[Required action] Transcribe the data underneath exactly. No images belong in your version.

[Collected data]
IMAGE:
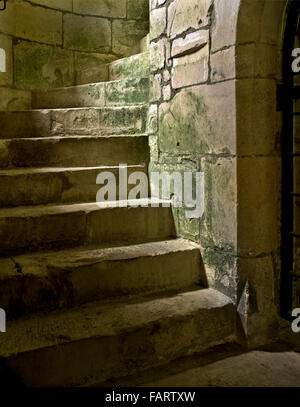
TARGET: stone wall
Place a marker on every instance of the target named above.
(195, 103)
(214, 70)
(48, 43)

[Result of this task]
IMAGE:
TARGET: stone wall
Place a marker on every instance of the target named above.
(195, 103)
(214, 70)
(48, 43)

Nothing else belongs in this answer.